* **TAREAS ASIGNADAS**:
(1) Responde con base en el fragmento sobre Tamara Falcó:
(a) ¿Con quién ha vuelto ella?
(b) ¿Qué edad se le atribuye?
(c) ¿Qué raza de perro figura en el sueño infantil descrito?
(2) Transcribe del fragmento sobre Tamara Falcó todo el texto, desde "Que sí, que" hasta "vaca en matadero.", ambos incluidos.

Tonta. Con cero autoestima. Ridícula. Con carencias emocionales. Sin pizca de amor propio. Lo hace por la fama. Lo hace por dinero. Estúpida…

Éstas son, entre otras muchas cosas, algunas de las afirmaciones que he oído en los últimos días sobre Tamara Falcó.

Que sí, que todas somos muy dignas y jamás perdonaríamos unos cuernos y desde luego, si nos ocurre lo mismo, ese tío en nuestra vida no vuelve a aparecer ni por un nanosegundo en el metaverso, que diría ella. Que a radicales a nosotras no nos gana nadie y que no nos vamos a cansar de decir lo tonta que es, las malas decisiones que toma y lo ridículo que nos parece todo.

Pero la realidad es que nos ha pasado a todas, o casi todas, y hemos claudicado como vaca en matadero.

No tengo muy claro si está enamorada hasta las patas de ese chico, si lo ve a sus 40 como la última oportunidad para realizar su sueño infantil de princesa, con boda, casa con jardín o golden retriever brillante correteando por el jardín y perseguido por sus hijos, o si simplemente lo ha decidido así, sin más, como quien toma una decisión trivial del día a día y porque le ha salido de papo.

Pero el hecho es que ha vuelto con su Íñigo, nos pongamos como nos pongamos. Igual que nosotras nos empeñamos en su día en conquistar a David, pese a que todas nuestras amigas nos dijeran que iba detrás de Laura y nos iba a engañar, o nos acabáramos casando con Marcos, pese a que sabíamos que era un vago, un narcisista o sin más, un gilipollas.

Ella es famosa. Su vida es famosa. Todo lo que hace y por donde se mueve está expuesto minuto a minuto y parece que eso nos otorga el derecho incuestionable de juzgar y opinar como si nuestra verdad fuera la más sabia del universo, pero, ¿cómo cambiaría el cuento si David o Marcos hubieran sido famosos?

* **DATOS ALMACENADOS**:
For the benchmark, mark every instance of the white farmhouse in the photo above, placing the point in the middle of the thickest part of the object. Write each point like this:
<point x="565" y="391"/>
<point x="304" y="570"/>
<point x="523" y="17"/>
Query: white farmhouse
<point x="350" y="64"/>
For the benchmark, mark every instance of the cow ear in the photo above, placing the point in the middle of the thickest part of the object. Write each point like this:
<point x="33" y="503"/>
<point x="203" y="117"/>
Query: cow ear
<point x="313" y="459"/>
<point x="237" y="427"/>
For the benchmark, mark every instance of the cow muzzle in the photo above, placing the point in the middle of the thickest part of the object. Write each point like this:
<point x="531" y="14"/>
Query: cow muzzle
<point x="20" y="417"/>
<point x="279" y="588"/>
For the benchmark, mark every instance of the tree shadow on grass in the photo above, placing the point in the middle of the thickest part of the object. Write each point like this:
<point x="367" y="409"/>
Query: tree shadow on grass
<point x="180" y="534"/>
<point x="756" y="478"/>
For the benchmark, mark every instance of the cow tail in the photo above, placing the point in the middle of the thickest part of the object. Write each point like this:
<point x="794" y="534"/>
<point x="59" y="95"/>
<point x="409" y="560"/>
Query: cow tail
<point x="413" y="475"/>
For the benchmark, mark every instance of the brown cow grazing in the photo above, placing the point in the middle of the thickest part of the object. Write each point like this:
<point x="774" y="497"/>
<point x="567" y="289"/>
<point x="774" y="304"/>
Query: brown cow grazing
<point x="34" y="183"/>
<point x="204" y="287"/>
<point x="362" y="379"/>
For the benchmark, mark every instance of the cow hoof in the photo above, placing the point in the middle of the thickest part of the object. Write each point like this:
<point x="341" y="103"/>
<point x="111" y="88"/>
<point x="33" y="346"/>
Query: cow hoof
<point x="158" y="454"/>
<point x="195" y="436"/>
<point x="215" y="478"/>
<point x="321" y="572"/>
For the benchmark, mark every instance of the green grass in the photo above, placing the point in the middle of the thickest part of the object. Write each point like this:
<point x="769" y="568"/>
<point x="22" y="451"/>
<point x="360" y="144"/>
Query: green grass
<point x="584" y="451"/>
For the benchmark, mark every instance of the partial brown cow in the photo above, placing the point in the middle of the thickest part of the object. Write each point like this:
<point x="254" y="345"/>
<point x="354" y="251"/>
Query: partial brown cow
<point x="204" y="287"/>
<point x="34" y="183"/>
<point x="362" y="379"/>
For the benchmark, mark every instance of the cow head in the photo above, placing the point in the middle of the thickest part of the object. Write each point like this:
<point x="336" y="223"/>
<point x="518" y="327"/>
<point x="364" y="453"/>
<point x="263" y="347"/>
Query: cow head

* **RESPUESTAS FINALES**:
(1)
(a) Con su Íñigo.
(b) 40 años.
(c) Golden retriever.

(2)
Que sí, que todas somos muy dignas y jamás perdonaríamos unos cuernos y desde luego, si nos ocurre lo mismo, ese tío en nuestra vida no vuelve a aparecer ni por un nanosegundo en el metaverso, que diría ella. Que a radicales a nosotras no nos gana nadie y que no nos vamos a cansar de decir lo tonta que es, las malas decisiones que toma y lo ridículo que nos parece todo.

Pero la realidad es que nos ha pasado a todas, o casi todas, y hemos claudicado como vaca en matadero.